** begin Listed entries **

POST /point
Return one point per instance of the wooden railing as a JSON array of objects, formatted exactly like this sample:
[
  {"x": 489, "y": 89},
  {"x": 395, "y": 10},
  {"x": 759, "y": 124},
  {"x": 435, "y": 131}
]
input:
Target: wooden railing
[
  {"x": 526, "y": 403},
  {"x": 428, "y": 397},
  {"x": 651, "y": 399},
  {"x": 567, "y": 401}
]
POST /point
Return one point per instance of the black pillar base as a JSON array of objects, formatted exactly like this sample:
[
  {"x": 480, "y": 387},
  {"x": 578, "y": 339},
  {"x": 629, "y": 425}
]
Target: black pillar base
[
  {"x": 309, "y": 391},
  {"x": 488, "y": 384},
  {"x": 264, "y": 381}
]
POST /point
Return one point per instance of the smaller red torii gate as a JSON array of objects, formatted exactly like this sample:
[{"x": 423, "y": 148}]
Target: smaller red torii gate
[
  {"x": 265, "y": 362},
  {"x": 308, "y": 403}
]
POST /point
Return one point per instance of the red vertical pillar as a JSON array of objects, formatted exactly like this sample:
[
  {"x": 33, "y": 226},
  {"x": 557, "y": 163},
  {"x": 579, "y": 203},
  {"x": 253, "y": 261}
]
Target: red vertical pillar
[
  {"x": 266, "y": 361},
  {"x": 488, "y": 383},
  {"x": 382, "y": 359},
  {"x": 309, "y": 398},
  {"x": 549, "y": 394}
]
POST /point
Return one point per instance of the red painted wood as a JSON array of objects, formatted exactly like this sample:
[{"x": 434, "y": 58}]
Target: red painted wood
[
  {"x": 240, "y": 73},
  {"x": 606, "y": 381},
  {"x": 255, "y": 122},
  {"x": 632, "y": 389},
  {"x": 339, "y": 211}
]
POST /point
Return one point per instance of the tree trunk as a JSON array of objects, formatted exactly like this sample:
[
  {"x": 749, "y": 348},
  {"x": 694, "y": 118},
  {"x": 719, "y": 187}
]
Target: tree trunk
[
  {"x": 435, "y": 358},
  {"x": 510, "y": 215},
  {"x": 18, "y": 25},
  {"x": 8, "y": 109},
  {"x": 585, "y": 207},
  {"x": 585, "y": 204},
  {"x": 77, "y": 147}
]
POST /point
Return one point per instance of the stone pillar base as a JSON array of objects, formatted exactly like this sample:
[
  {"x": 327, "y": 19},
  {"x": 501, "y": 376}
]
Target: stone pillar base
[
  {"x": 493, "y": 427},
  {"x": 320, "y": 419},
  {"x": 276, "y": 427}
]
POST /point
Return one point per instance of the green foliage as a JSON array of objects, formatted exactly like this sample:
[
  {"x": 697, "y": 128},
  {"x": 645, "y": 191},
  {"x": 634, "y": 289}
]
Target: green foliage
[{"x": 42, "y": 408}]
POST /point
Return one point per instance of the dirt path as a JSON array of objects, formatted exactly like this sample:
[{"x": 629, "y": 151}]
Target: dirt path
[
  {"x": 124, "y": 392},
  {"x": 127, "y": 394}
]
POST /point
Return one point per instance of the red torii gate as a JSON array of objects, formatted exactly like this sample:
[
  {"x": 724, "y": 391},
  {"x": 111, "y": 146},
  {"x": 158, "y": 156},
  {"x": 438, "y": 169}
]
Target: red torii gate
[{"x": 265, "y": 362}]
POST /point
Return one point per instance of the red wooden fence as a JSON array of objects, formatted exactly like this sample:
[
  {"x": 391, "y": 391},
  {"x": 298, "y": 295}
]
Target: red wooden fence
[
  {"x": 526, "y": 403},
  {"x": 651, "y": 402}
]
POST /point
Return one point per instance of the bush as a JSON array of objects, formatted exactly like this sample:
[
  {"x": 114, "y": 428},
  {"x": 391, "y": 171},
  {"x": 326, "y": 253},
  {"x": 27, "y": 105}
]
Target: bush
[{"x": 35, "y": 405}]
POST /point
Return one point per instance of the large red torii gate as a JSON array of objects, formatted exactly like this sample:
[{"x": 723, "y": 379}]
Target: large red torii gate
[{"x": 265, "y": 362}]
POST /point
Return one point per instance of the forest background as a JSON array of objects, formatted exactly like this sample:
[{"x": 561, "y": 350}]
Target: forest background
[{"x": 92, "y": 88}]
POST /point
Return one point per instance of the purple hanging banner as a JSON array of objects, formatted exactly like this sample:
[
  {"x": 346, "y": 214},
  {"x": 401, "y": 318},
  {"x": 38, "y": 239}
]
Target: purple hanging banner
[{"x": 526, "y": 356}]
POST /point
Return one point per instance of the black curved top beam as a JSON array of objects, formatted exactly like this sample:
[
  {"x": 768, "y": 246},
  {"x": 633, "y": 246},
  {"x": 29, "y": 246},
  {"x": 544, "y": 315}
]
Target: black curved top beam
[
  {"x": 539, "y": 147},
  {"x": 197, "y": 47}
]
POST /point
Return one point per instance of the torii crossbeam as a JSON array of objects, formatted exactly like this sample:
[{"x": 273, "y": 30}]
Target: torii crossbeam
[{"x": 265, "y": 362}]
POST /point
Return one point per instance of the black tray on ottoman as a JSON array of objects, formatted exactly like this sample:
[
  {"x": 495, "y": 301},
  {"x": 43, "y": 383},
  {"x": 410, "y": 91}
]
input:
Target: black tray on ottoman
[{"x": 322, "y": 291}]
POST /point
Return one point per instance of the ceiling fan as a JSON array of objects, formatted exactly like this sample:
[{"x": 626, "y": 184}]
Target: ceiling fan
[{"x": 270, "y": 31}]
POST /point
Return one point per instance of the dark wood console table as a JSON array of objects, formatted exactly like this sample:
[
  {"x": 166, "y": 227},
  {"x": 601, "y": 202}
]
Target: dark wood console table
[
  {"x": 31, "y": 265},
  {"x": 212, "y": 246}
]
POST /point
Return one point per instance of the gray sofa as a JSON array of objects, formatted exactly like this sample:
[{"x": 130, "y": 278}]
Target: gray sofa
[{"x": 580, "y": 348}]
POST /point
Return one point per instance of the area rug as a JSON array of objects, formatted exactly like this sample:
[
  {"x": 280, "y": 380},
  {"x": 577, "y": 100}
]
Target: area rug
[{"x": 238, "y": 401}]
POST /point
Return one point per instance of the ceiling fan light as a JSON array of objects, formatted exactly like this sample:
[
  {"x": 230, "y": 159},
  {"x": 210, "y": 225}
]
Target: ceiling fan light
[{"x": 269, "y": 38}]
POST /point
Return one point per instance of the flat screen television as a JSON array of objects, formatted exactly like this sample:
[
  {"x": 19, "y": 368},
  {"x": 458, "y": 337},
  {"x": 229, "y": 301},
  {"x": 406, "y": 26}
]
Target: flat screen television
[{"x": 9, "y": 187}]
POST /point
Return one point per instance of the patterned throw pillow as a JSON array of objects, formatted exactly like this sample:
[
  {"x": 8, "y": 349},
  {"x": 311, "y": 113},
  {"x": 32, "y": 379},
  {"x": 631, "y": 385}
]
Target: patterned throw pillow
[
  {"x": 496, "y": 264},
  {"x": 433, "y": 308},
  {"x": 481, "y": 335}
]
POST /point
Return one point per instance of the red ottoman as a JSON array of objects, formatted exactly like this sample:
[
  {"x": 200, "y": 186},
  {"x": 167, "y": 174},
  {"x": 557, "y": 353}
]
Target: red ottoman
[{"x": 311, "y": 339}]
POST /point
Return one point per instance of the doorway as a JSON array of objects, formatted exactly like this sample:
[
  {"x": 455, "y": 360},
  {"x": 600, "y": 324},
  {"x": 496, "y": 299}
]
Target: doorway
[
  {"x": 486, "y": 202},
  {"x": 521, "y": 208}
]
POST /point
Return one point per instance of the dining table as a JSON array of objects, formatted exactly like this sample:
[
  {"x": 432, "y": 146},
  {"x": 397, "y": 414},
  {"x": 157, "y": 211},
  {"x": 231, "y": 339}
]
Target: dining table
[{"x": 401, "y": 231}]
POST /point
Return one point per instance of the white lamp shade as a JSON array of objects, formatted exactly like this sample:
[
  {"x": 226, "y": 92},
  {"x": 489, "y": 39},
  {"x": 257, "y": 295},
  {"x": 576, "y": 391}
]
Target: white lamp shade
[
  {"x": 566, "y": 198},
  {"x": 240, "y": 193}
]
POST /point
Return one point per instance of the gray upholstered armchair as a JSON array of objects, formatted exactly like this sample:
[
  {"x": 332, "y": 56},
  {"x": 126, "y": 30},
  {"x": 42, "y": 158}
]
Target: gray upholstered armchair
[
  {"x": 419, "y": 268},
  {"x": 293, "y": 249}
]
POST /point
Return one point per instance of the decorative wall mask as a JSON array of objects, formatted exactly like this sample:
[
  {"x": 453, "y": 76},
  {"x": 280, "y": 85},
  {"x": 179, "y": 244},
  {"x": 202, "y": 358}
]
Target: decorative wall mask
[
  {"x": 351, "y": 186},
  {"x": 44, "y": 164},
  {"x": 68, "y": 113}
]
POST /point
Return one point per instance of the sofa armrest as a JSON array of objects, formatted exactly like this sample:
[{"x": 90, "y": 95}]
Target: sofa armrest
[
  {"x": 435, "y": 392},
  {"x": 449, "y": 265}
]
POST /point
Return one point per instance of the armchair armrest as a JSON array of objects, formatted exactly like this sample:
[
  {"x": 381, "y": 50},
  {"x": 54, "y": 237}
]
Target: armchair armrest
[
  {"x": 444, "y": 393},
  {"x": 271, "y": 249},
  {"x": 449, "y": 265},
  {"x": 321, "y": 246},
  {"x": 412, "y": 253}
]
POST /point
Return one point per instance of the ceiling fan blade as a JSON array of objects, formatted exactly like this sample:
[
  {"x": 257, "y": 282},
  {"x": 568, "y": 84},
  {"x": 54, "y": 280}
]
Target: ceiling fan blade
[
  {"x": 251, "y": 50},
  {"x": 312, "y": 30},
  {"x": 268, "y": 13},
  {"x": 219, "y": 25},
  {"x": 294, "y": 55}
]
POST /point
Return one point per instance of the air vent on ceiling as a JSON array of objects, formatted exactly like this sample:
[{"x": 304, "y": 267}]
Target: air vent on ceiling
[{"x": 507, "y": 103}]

** end Listed entries **

Gather every line of the records above that contains the word "pillow". A match must agree in case.

Return one point per instance of the patterned throw pillow as a JSON array of objects, formatted exactly like this sample:
Target: patterned throw pillow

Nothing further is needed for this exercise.